◆ **Task to complete**
Report how many lines in the listing below include the string "desk", and write nothing more.

───

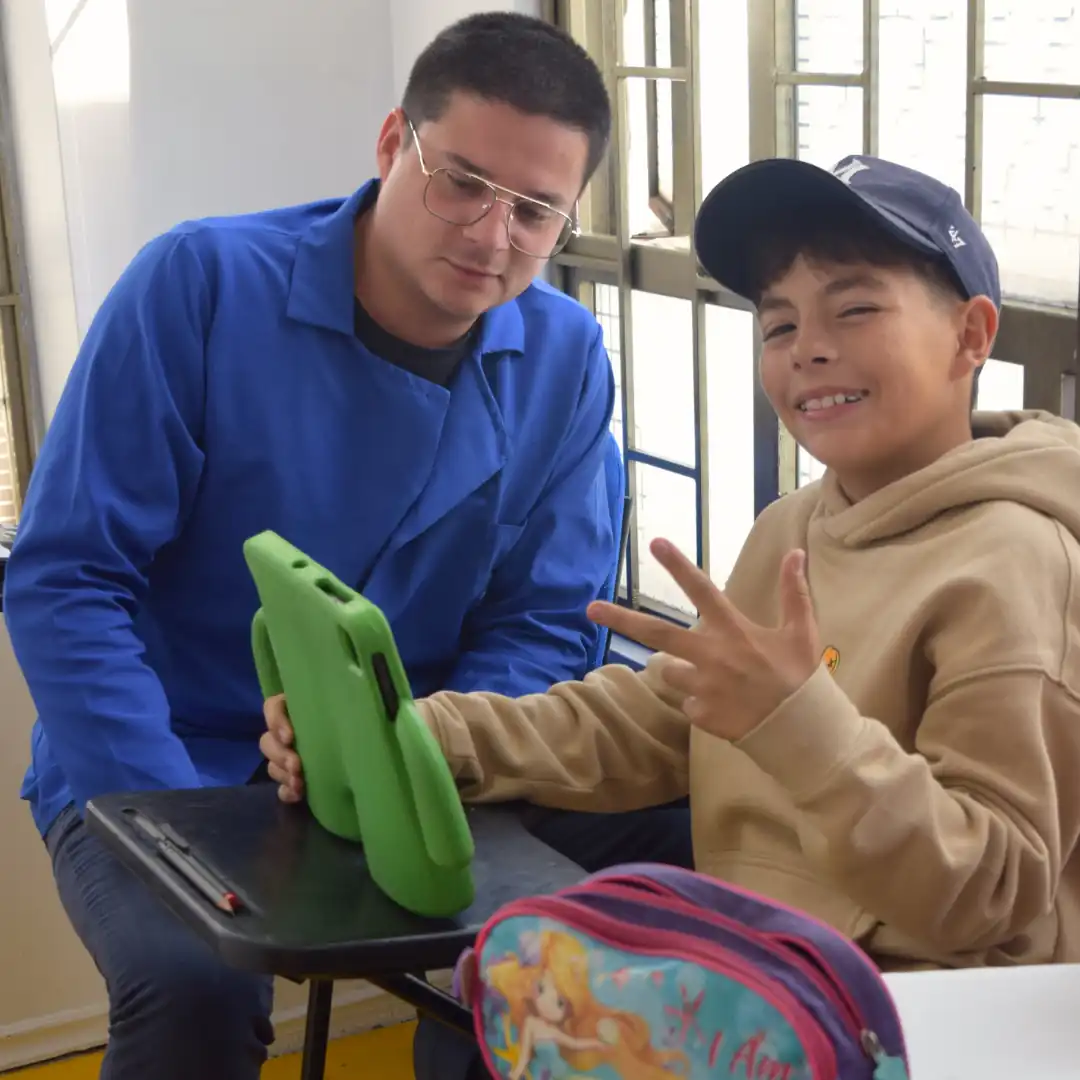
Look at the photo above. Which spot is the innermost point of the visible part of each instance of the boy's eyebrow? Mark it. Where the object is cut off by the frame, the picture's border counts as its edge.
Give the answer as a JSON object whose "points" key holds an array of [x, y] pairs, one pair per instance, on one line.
{"points": [[468, 166], [861, 280]]}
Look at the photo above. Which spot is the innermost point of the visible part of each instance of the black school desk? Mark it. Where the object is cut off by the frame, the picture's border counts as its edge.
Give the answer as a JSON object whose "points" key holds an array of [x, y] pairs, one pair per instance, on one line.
{"points": [[311, 912]]}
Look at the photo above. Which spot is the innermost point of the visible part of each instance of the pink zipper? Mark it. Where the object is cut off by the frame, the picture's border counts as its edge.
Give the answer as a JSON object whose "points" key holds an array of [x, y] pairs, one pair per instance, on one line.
{"points": [[670, 943], [656, 888], [836, 991]]}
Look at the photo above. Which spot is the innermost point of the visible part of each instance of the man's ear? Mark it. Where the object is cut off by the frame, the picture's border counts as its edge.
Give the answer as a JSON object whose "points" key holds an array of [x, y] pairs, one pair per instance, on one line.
{"points": [[392, 138]]}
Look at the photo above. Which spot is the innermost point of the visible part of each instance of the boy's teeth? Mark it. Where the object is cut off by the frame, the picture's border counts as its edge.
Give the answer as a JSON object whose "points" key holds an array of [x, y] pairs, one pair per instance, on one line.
{"points": [[828, 401]]}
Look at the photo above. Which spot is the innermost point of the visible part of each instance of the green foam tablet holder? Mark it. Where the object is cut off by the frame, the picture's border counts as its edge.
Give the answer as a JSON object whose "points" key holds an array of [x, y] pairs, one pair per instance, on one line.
{"points": [[373, 771]]}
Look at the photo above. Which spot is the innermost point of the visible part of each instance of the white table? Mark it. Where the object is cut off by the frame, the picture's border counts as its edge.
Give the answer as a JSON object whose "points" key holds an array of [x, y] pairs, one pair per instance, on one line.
{"points": [[991, 1024]]}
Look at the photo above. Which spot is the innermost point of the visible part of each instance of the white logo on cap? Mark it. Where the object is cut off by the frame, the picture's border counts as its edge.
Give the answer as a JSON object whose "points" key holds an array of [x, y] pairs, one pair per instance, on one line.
{"points": [[846, 172]]}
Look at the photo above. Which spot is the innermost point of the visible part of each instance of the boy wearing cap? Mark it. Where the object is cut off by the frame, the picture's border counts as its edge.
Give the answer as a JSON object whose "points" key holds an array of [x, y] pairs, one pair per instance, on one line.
{"points": [[878, 718]]}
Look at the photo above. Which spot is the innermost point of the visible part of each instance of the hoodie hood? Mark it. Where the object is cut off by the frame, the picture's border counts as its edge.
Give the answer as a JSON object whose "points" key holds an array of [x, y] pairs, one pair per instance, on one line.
{"points": [[1027, 457]]}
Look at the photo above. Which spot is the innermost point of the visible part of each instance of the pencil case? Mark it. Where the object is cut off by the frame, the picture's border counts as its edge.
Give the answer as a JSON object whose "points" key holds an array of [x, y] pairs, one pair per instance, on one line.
{"points": [[648, 972]]}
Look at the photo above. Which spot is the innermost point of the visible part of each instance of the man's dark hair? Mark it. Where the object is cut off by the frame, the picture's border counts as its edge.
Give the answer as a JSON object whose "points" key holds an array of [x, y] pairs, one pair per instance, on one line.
{"points": [[847, 238], [525, 63]]}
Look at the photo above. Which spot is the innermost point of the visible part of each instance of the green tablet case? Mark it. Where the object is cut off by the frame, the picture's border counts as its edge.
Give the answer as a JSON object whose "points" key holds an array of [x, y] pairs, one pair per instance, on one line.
{"points": [[373, 771]]}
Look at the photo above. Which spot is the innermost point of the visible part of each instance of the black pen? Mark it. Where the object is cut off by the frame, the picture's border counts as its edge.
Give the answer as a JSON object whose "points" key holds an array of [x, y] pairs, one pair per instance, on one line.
{"points": [[177, 853]]}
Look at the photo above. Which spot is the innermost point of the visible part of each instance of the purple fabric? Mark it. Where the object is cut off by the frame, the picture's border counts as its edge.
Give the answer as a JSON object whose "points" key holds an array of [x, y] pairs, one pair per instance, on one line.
{"points": [[848, 966], [850, 1058]]}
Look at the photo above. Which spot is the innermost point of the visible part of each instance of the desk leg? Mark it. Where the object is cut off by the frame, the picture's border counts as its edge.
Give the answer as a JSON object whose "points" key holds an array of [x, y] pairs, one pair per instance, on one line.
{"points": [[318, 1029]]}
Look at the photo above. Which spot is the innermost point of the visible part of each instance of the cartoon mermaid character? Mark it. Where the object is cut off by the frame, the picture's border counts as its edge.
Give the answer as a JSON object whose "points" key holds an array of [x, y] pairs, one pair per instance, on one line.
{"points": [[551, 1004]]}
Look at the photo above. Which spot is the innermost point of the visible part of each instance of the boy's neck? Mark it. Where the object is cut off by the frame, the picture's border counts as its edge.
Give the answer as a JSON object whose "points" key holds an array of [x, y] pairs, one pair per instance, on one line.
{"points": [[860, 484]]}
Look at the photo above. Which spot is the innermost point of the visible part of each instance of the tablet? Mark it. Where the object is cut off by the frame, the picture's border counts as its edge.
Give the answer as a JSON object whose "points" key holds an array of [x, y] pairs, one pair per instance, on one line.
{"points": [[373, 771]]}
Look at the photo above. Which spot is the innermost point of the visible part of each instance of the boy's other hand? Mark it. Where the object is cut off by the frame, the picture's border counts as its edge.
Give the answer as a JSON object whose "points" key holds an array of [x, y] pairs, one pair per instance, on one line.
{"points": [[277, 746], [733, 672]]}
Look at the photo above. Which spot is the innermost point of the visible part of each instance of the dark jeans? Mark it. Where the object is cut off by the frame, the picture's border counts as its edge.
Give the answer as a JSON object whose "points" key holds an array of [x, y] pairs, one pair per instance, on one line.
{"points": [[594, 841], [175, 1011]]}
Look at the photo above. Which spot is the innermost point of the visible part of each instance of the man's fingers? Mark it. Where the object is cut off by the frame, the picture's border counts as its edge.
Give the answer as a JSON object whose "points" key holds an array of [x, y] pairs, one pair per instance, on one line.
{"points": [[275, 713]]}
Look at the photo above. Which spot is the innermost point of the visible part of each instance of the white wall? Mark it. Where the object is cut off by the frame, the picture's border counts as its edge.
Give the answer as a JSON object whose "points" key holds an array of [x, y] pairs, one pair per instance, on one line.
{"points": [[145, 115]]}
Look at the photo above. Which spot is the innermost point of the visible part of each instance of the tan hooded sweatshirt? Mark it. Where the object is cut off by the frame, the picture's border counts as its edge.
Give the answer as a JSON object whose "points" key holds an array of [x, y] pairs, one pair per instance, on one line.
{"points": [[922, 796]]}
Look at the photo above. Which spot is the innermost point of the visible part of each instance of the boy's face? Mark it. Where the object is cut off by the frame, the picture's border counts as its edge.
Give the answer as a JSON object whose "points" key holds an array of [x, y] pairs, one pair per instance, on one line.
{"points": [[869, 368]]}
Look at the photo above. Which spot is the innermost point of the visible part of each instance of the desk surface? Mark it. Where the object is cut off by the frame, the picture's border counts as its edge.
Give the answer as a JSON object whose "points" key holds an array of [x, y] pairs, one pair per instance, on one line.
{"points": [[991, 1024], [312, 910]]}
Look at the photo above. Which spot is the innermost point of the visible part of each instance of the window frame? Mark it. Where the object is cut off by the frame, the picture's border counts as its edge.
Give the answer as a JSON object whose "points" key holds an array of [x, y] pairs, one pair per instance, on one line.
{"points": [[1042, 338], [18, 366]]}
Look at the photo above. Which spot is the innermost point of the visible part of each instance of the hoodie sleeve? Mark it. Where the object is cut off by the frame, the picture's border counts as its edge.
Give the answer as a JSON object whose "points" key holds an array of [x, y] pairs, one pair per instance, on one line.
{"points": [[960, 840], [613, 742]]}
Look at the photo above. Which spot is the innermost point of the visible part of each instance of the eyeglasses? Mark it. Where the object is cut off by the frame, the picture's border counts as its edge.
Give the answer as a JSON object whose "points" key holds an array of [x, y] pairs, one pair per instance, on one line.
{"points": [[458, 198]]}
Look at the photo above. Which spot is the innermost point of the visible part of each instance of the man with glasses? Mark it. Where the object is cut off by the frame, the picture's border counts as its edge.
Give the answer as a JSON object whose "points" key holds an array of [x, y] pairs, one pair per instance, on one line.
{"points": [[383, 381]]}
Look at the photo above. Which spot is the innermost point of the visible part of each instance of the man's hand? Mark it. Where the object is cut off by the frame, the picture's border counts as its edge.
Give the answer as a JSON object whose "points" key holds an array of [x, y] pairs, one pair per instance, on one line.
{"points": [[277, 746], [733, 672]]}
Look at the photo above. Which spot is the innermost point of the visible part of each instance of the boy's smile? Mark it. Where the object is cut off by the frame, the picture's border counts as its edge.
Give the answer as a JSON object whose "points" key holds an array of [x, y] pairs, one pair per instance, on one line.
{"points": [[868, 367]]}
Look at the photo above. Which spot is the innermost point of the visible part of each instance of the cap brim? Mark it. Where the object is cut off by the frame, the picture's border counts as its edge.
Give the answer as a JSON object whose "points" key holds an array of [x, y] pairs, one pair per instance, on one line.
{"points": [[755, 201]]}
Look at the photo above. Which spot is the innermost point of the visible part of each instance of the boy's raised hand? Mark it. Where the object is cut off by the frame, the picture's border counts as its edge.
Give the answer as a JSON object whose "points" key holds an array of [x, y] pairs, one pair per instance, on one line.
{"points": [[733, 672], [277, 746]]}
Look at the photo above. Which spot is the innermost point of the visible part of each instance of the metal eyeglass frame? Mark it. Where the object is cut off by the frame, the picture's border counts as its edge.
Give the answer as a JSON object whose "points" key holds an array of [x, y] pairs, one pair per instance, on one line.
{"points": [[575, 229]]}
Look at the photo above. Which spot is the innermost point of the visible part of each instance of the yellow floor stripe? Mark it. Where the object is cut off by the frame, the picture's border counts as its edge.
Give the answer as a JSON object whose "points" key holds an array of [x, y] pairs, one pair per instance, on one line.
{"points": [[386, 1054]]}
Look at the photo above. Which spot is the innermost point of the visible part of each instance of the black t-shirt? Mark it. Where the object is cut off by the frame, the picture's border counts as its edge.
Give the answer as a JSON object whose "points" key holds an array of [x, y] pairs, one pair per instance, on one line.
{"points": [[435, 365]]}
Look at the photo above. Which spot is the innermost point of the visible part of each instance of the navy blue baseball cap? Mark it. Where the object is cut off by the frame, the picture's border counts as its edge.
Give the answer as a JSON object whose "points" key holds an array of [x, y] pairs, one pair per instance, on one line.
{"points": [[917, 210]]}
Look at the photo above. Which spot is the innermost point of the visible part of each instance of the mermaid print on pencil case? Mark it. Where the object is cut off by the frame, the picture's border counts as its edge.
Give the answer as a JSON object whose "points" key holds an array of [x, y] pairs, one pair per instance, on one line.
{"points": [[561, 1026]]}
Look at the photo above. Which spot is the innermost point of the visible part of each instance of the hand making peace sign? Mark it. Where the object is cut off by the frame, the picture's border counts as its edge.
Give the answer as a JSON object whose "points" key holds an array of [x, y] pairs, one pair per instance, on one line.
{"points": [[733, 672]]}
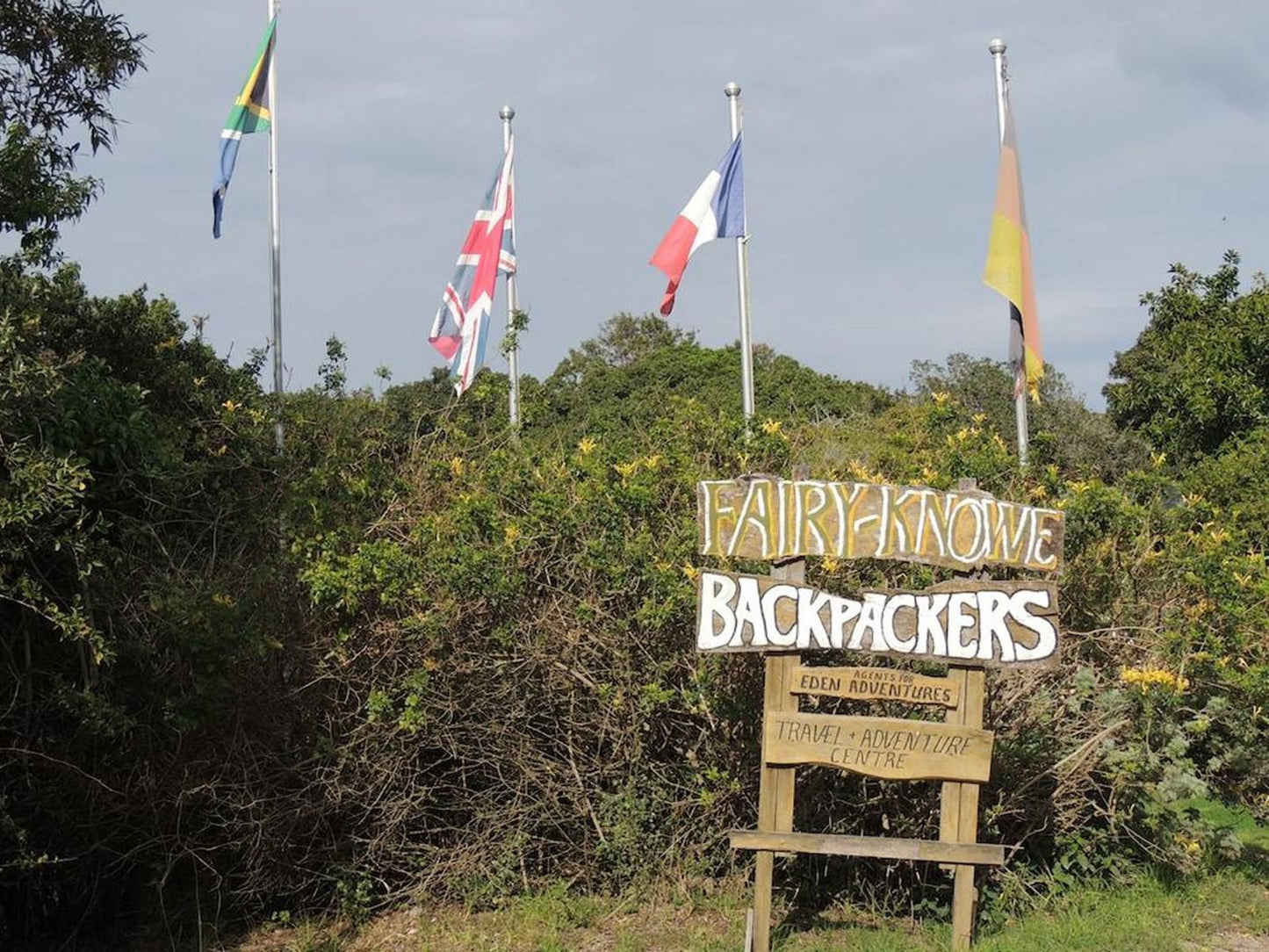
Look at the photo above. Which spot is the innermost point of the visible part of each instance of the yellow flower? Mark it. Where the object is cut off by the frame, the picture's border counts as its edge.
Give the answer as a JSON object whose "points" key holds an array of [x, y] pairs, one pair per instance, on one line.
{"points": [[1146, 678]]}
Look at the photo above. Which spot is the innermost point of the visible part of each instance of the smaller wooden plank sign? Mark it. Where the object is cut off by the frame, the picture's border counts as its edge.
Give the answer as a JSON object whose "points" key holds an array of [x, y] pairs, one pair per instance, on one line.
{"points": [[890, 748], [876, 684], [978, 624], [763, 516]]}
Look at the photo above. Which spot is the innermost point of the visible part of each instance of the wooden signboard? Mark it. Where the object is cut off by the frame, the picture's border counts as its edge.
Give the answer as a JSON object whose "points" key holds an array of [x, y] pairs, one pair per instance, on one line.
{"points": [[763, 516], [876, 684], [966, 624], [890, 748], [960, 622]]}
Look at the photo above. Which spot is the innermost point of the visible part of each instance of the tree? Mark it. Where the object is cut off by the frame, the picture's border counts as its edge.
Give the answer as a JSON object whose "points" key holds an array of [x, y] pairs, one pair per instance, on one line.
{"points": [[1200, 372], [1063, 429], [60, 61], [627, 375]]}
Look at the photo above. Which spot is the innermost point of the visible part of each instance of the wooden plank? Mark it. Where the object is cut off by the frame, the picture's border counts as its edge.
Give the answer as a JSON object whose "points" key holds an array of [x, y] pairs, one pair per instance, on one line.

───

◆ **Written solution**
3